Fragmento de página:
━━━

La comparación recorta en el cuerpo la marca del deseo: los senos como “ubres” bamboleantes. Recordemos que Georges Bataille sostiene que, ante el objeto de deseo se desplazan y transgreden los límites al punto de constituirse la formidable paradoja del erotismo por la cual “la belleza negadora de la animalidad, que despierta el deseo, desemboca, en la exasperación del deseo, en la exaltación de las partes animales” -sus secretas y pesadamente sugestivas “partes vergonzosas (...), partes pilosas”-, puesto que “el valor erótico de las formas femeninas, dice Bataille, está vinculado con la desaparición de la pesadez natural” -el erotismo es un sentimiento humano que no tiene nada que ver con la procreación “natural”- (Bataille: 143-144). Ahora bien, en este cuento se opera con la inversión de la fórmula de Bataille, puesto que el deseo se despierta por los rasgos animales, es casi del orden de la zoofilia y rayano en la perversión: el narrador ansía aparearse con Úrsula en tanto parecida a -comparada con- una vaca.

━━━

Líneas de datos:
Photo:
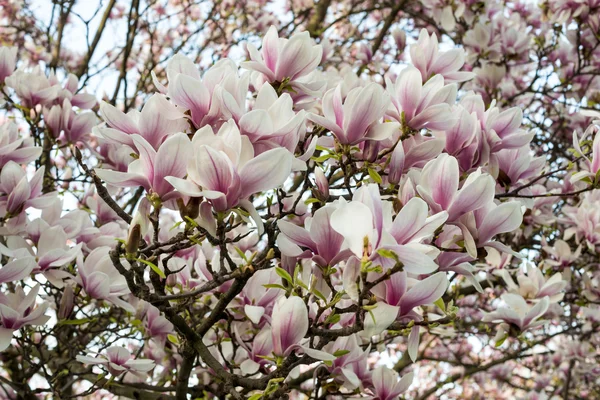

━━━

Consigna escrita A: Indique si cada afirmación concuerda con el fragmento sobre el erotismo en Bataille. Responda sí o no y cite textualmente las palabras decisivas. (i) El erotismo está vinculado con la procreación natural. (ii) En el cuento se invierte la fórmula de Bataille. (iii) En el cuento, el deseo se despierta por los rasgos animales.
Consigna escrita B: Reescriba como lista el párrafo del fragmento sobre el erotismo en Bataille que comienza con «La comparación recorta en el cuerpo» y conserve sus datos principales.
Los datos no guardan relación con el fragmento de página.

Respuesta a consigna A:
(i) No: «el erotismo es un sentimiento humano que no tiene nada que ver con la procreación “natural”».
(ii) Sí: «en este cuento se opera con la inversión de la fórmula de Bataille».
(iii) Sí: «el deseo se despierta por los rasgos animales».

Respuesta a consigna B:
- La comparación de los senos con «ubres» bamboleantes marca en el cuerpo el deseo.
- Según Bataille, ante el objeto de deseo los límites se desplazan y se transgreden. De ahí surge la paradoja del erotismo: la belleza que niega la animalidad despierta el deseo, y ese deseo, exasperado, termina exaltando las partes animales.
- Para Bataille, el valor erótico de las formas femeninas depende de la desaparición de la pesadez natural. El erotismo es un sentimiento humano ajeno a la procreación «natural» (Bataille: 143-144).
- El cuento invierte esa fórmula. El deseo nace de los rasgos animales, roza la zoofilia y linda con la perversión.
- El narrador ansía aparearse con Úrsula porque se parece a una vaca, con la que se la compara.